▶ Problem statement
Duplicate the part of the article on the WHO coronavirus origins probe that starts at "Asked in a wide-ranging" and ends at "how it happened.", word for word.

Boris Johnson has backed Joe Biden’s calls for China to turn over all information to the World Health Organization (WHO) for its investigation into how the coronavirus pandemic began.
The prime minister said “we need to know exactly what happened” and threw his support behind the new US president, whose administration has questioned the impartiality of the probe.
White House national security adviser Jake Sullivan recently said there are “deep concerns” about the WHO’s preliminary findings and how it reached them, adding it is imperative the report be independent and free from “alteration by the Chinese government”.
Asked in a wide-ranging interview with CBS aired on Sunday whether he shared the Biden administration’s concerns, Mr Johnson said: “When you have a zoonotic plague [one that jumps from an animal to a human] like coronavirus, we need to know exactly how it happened.
“Indeed, if it’s zoonotic, if it really originated from human contact with the animal kingdom, that’s what is asserted.
“But we need to know exactly what happened. Was it in a wet market? Did it come from the bats? Were the bats associated with the pangolins? All these questions are now matters of speculation.
“We need to see the data. We need to see all the evidence. So I thoroughly support what President Biden has said about that.”
China had refused to give raw data on early COVID-19 cases to the WHO team probing the origins of the pandemic, according to one of the team’s investigators.

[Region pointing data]
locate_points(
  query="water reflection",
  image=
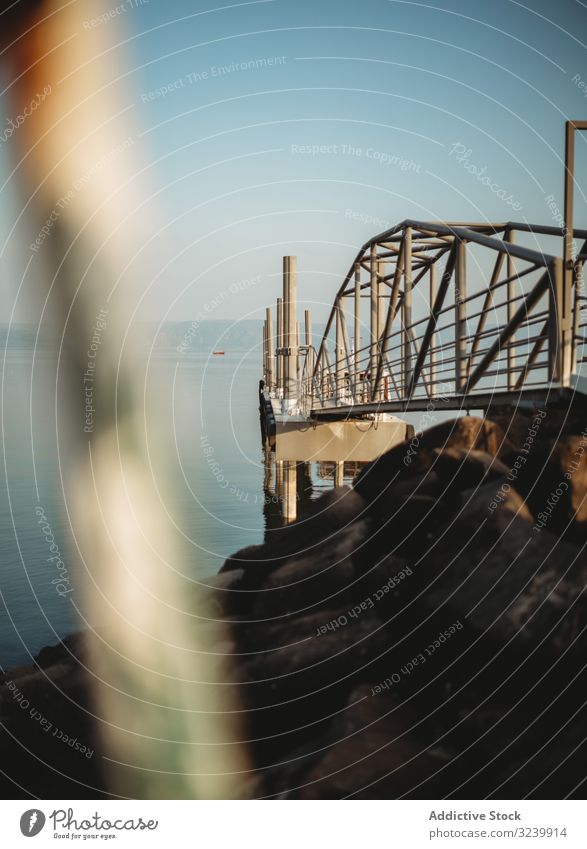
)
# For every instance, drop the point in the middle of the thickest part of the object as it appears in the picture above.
(290, 486)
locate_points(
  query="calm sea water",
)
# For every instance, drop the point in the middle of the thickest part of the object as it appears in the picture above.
(207, 410)
(222, 496)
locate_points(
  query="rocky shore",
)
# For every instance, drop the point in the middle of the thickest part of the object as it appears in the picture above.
(419, 635)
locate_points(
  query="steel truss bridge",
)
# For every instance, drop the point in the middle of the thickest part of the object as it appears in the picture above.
(463, 315)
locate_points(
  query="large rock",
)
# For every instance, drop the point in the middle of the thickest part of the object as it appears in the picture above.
(417, 456)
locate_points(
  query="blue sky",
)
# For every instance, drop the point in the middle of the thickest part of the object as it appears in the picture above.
(303, 152)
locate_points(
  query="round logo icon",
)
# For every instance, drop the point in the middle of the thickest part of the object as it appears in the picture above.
(32, 822)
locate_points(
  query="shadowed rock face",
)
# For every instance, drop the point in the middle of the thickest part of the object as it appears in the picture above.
(421, 635)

▶ Answer
Asked in a wide-ranging interview with CBS aired on Sunday whether he shared the Biden administration’s concerns, Mr Johnson said: “When you have a zoonotic plague [one that jumps from an animal to a human] like coronavirus, we need to know exactly how it happened.